• Document section:
......
Researchers have developed a method for generating longer, more coherent AI videos that tell complex stories.
While AI video generation has improved significantly in recent months, length limitations have remained a persistent challenge. OpenAI's Sora maxes out at 20 seconds, Meta's MovieGen at 16 seconds, and Google's Veo 2 at just 8 seconds. Now, a team from Nvidia, Stanford University, UCSD, UC Berkeley, and UT Austin has introduced a solution: Test-Time Training layers (TTT layers) that enable videos up to one minute long.
The fundamental issue with existing models stems from their "self-attention" mechanism in Transformer architectures. This approach requires each element in a sequence to relate to every other element, causing computational requirements to increase quadratically with length. For minute-long videos containing over 300,000 tokens, this becomes computationally prohibitive.
Recurrent neural networks (RNNs) offer a potential alternative since they process data sequentially and store information in a "hidden state," with computational demands that scale linearly with sequence length. However, traditional RNNs struggle to capture complex relationships over extended sequences due to their architecture.
Today, we're releasing a new paper - One-Minute Video Generation with Test-Time Training.
We add TTT layers to a pre-trained Transformer and fine-tune it to generate one-minute Tom and Jerry cartoons with strong temporal consistency.
Every video below is produced directly by... pic.twitter.com/Bh2impMBWA
- Karan Dalal (@karansdalal) April 7, 2025
How TTT layers transform video generation
The researchers' innovation replaces simple hidden states in conventional RNNs with small neural networks that continuously learn during the video generation process. These TTT layers work alongside the attention mechanism.
......
• Source material:
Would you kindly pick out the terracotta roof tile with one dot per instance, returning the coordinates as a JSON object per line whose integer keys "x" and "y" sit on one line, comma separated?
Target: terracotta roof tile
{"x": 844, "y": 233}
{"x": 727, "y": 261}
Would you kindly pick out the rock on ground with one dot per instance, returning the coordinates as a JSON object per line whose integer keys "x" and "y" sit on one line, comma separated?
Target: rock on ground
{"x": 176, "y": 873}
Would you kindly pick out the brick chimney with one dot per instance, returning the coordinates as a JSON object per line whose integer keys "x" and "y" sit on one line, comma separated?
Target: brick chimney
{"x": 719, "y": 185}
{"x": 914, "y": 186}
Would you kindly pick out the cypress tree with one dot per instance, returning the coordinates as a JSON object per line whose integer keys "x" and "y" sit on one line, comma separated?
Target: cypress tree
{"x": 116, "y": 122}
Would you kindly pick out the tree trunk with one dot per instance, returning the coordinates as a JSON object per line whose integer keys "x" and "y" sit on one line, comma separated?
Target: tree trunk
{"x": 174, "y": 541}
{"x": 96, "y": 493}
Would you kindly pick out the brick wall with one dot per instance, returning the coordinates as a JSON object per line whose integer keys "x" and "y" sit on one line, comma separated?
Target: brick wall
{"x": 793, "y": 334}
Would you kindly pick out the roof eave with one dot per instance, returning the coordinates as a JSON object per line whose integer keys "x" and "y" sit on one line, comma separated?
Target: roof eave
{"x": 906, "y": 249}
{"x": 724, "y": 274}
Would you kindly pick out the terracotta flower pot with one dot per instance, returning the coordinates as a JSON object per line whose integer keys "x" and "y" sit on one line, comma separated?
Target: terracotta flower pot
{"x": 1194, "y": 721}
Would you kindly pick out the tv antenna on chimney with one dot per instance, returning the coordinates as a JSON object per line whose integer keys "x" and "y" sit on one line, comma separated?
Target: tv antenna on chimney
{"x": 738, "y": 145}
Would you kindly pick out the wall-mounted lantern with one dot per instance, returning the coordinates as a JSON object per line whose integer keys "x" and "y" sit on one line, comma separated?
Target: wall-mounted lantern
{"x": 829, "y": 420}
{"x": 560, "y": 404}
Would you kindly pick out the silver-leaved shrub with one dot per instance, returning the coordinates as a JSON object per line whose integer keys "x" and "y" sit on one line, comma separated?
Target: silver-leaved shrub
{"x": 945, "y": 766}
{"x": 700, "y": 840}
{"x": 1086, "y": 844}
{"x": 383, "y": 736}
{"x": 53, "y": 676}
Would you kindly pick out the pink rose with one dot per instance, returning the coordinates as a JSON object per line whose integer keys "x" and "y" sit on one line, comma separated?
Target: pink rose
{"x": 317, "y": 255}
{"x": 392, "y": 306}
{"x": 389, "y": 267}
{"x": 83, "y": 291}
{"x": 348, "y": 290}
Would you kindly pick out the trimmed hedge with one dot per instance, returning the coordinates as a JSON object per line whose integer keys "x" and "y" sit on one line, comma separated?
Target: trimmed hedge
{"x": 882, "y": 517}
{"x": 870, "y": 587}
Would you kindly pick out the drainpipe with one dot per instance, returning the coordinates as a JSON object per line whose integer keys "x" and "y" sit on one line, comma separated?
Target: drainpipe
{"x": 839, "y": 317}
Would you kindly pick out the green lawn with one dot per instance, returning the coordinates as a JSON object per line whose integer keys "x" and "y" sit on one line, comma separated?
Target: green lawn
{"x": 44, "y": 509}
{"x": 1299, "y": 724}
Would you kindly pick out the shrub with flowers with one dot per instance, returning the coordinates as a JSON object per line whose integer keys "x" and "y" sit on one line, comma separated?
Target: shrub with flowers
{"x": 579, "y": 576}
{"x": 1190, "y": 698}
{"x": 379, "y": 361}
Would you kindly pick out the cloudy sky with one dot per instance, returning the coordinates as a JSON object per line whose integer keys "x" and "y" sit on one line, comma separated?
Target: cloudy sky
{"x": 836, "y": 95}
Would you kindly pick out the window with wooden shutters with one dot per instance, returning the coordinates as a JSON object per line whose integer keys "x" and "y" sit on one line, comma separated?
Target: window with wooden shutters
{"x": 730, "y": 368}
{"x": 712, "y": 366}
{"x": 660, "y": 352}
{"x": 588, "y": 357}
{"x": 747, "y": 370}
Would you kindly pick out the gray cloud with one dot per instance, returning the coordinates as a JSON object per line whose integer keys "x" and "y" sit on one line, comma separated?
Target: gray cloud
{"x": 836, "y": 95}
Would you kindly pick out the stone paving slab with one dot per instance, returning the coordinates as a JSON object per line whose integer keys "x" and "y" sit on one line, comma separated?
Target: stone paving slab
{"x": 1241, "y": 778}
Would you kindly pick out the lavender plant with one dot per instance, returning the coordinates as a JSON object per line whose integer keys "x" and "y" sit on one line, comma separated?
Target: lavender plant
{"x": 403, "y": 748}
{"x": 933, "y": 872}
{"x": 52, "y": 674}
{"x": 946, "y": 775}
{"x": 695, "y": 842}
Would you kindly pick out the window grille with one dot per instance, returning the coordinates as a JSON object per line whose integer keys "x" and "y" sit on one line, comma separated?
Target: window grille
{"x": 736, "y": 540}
......
• Exercise 1: According to the article on one-minute video generation, how many seconds is Google's Veo 2 limited to?
• Exercise 2: Copy the passage of the video-generation article between "The fundamental issue" and "to their architecture.", inclusive.

• Exercise response 1: Veo 2 is limited to 8 seconds.

• Exercise response 2:
The fundamental issue with existing models stems from their "self-attention" mechanism in Transformer architectures. This approach requires each element in a sequence to relate to every other element, causing computational requirements to increase quadratically with length. For minute-long videos containing over 300,000 tokens, this becomes computationally prohibitive.
Recurrent neural networks (RNNs) offer a potential alternative since they process data sequentially and store information in a "hidden state," with computational demands that scale linearly with sequence length. However, traditional RNNs struggle to capture complex relationships over extended sequences due to their architecture.